▶ **TASK INSTRUCTIONS**
Rewrite the data below with "dot" swapped for "mark" throughout and every other word left as it is. Leave the pictures out of your answer.

[Collection entries]

★ ★ ★ ★ ★

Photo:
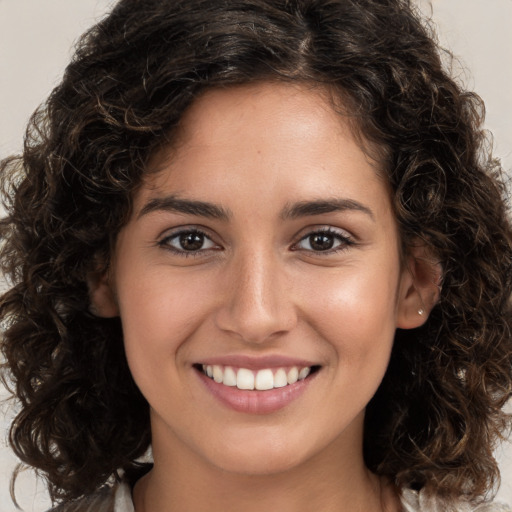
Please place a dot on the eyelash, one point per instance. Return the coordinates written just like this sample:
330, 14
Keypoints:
344, 242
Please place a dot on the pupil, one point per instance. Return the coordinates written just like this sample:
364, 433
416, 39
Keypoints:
321, 242
191, 241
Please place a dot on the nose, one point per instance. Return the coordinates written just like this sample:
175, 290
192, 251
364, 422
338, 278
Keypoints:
257, 303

★ ★ ★ ★ ★

▶ **ANSWER IN FULL**
Photo:
Please place a mark on the eyelash, one point per instance. Return the coordinates written just like this sample:
330, 14
Keypoints:
344, 242
Please place a mark on the pupil, one point per instance. Return the coordinates written just like this sample:
364, 433
416, 39
Keypoints:
321, 242
191, 241
Please place a mark on the nose, one point per instance. Return the coordinates written just like this sample:
175, 290
192, 251
364, 422
338, 278
Keypoints:
257, 303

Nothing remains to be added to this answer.